Recast the part of the listing that opens with the line containing "Would you be so kind as to point out the puddle" and runs to the end of the listing as a JSON list of strings, one string per line, omitting blank lines and the pictures.

########

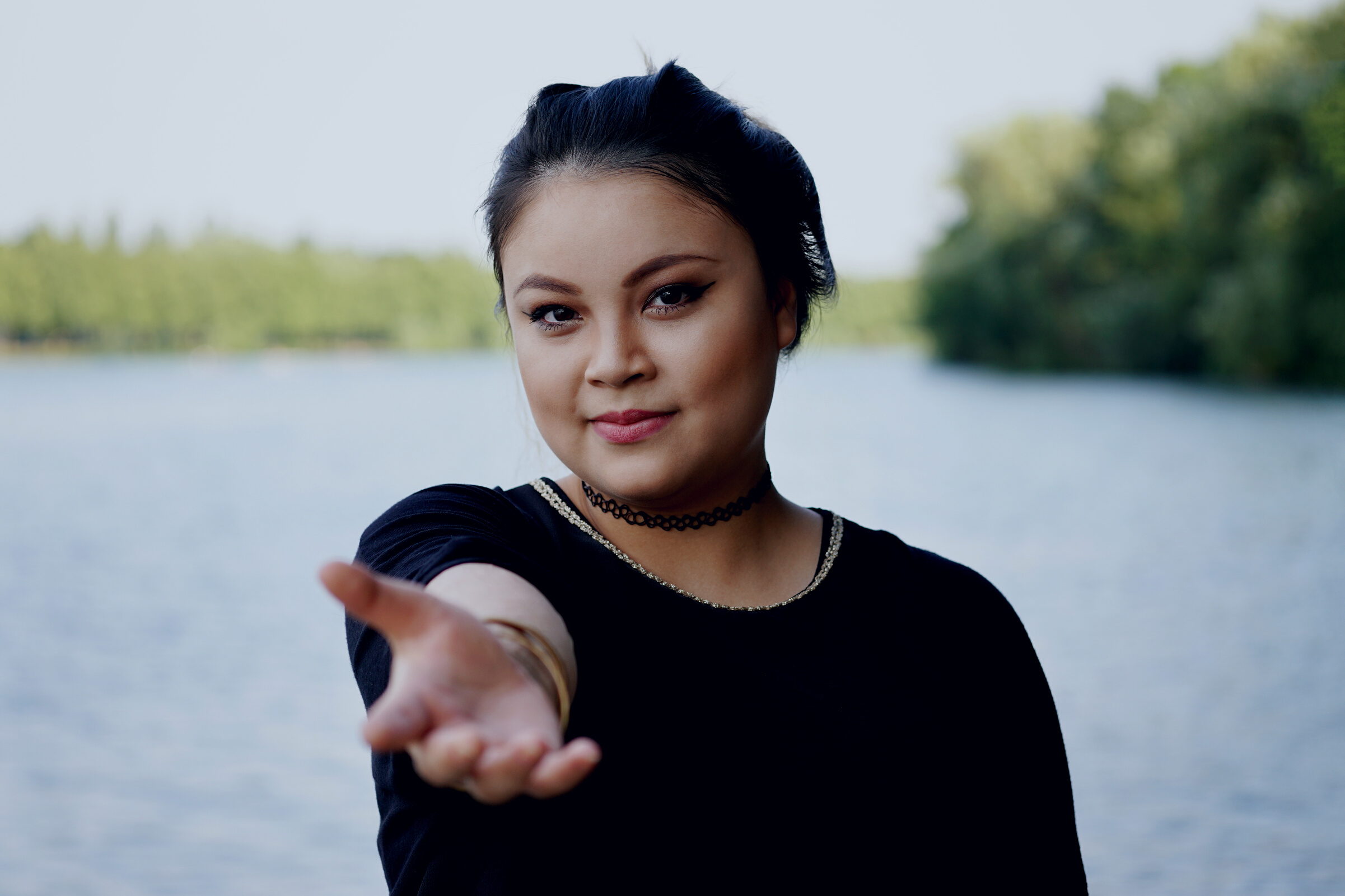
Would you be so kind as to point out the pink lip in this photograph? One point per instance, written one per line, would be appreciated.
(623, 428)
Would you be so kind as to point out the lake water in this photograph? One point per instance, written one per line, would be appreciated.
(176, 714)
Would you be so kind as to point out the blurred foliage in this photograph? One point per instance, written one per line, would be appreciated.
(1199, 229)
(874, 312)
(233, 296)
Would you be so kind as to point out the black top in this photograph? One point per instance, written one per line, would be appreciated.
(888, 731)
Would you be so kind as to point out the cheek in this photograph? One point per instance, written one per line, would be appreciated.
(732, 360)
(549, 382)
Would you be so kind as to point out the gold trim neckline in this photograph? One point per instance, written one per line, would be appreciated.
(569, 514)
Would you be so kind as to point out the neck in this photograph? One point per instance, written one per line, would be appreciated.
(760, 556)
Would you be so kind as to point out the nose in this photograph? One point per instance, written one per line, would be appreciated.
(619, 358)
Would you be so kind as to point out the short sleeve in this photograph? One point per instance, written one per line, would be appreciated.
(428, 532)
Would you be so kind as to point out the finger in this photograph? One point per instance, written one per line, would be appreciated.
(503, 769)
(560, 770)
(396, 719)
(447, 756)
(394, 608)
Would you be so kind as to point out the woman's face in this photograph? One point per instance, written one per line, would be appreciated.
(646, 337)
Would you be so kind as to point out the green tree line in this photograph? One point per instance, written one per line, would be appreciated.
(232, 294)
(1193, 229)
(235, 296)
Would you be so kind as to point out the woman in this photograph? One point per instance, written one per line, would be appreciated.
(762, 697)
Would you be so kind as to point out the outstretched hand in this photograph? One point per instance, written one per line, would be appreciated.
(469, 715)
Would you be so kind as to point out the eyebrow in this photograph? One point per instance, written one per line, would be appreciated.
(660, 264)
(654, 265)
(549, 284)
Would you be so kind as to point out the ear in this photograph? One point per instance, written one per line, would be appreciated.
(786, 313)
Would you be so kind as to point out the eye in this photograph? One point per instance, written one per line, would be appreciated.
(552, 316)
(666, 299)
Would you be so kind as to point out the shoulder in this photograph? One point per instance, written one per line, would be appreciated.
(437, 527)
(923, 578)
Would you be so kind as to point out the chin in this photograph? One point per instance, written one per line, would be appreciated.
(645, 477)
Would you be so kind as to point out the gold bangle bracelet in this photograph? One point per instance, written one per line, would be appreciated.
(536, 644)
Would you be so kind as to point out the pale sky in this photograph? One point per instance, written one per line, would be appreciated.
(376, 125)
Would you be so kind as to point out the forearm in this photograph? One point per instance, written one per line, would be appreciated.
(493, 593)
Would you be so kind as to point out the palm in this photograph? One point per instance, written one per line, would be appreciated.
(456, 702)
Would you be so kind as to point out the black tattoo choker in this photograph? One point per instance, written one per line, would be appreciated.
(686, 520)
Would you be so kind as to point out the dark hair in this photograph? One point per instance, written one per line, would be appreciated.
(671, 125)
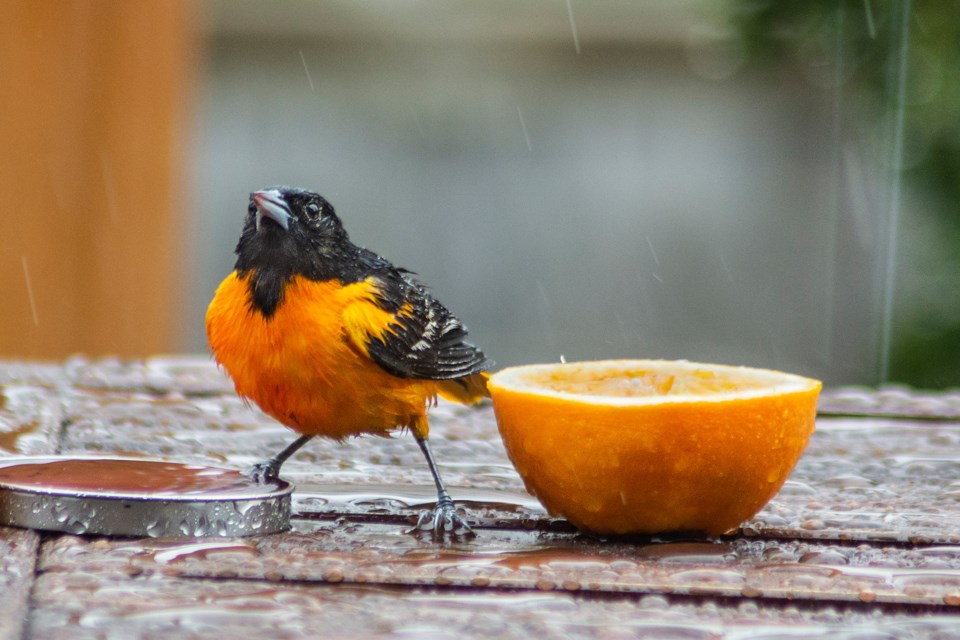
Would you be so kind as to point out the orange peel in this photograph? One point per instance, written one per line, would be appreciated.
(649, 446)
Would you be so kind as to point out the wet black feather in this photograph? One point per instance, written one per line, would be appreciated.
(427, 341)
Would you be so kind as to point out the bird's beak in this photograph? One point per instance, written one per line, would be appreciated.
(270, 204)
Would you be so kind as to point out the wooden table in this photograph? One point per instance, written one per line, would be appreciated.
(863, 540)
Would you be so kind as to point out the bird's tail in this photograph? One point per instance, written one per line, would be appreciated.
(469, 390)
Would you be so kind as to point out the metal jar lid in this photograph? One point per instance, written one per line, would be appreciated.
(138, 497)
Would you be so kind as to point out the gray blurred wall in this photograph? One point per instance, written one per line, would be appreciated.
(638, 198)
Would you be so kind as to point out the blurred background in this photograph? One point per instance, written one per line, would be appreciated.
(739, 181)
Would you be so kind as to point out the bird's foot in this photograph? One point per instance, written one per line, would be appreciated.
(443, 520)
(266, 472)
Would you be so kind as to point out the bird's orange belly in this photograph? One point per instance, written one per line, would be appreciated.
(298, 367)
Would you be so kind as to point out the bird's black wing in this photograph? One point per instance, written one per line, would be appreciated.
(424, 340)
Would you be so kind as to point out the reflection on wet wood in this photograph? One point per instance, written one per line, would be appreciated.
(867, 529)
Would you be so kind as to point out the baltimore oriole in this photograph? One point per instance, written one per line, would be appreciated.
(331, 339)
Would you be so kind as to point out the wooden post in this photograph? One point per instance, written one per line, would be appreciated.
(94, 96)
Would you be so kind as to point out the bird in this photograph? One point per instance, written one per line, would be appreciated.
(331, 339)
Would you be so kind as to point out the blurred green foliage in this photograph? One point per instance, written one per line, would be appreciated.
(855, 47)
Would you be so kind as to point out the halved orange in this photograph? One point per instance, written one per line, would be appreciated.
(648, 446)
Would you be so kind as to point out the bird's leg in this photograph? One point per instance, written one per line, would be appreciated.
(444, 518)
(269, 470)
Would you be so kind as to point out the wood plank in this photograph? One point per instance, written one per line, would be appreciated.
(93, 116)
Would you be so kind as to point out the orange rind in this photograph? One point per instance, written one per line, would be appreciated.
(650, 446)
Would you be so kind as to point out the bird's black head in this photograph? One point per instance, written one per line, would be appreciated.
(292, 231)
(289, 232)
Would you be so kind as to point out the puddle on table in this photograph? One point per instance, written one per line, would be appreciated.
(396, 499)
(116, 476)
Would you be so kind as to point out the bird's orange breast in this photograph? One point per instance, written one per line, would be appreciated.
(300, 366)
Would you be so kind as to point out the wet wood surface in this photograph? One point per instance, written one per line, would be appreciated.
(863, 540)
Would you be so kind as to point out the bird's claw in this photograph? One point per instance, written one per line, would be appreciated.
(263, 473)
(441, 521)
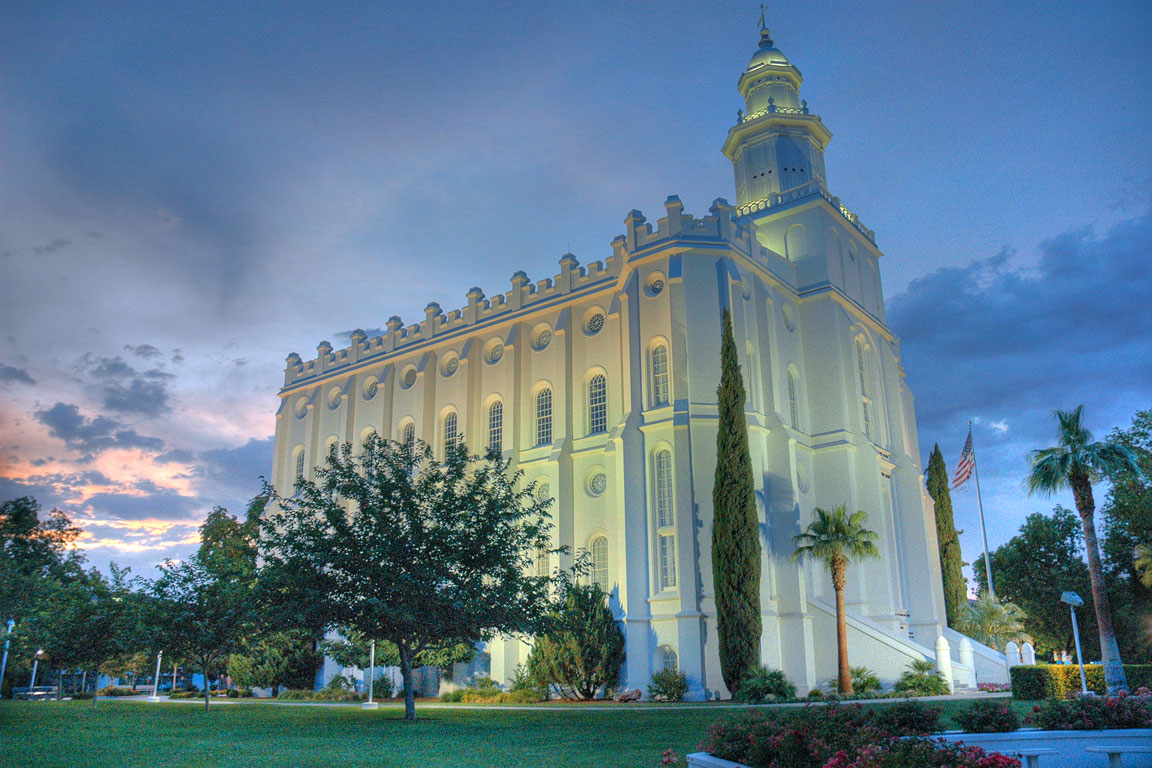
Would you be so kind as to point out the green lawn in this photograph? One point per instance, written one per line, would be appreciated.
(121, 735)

########

▶ **Finished answer**:
[
  "Would you be so kind as to point out the puddle on table in this photograph? One point per instance, written one per line, would be appreciated.",
  "(396, 499)",
  "(116, 476)",
  "Would you be so kind as to point out the bird's orange breast in this photograph? One point per instance, written one per line, would be appreciated.",
  "(300, 366)",
  "Would you be so kind as to point out the wet wood surface in this photograph? One point per instance, written one per line, would be appreciated.",
  "(863, 540)",
  "Would you be so kind as to point out the bird's claw in this photograph? One point per instance, written one per line, would be appreciated.",
  "(263, 473)",
  "(441, 521)",
  "Would you be so kind as to point out the green lawn in this photograph? One point per instance, written one per line, would be appreciated.",
  "(121, 735)"
]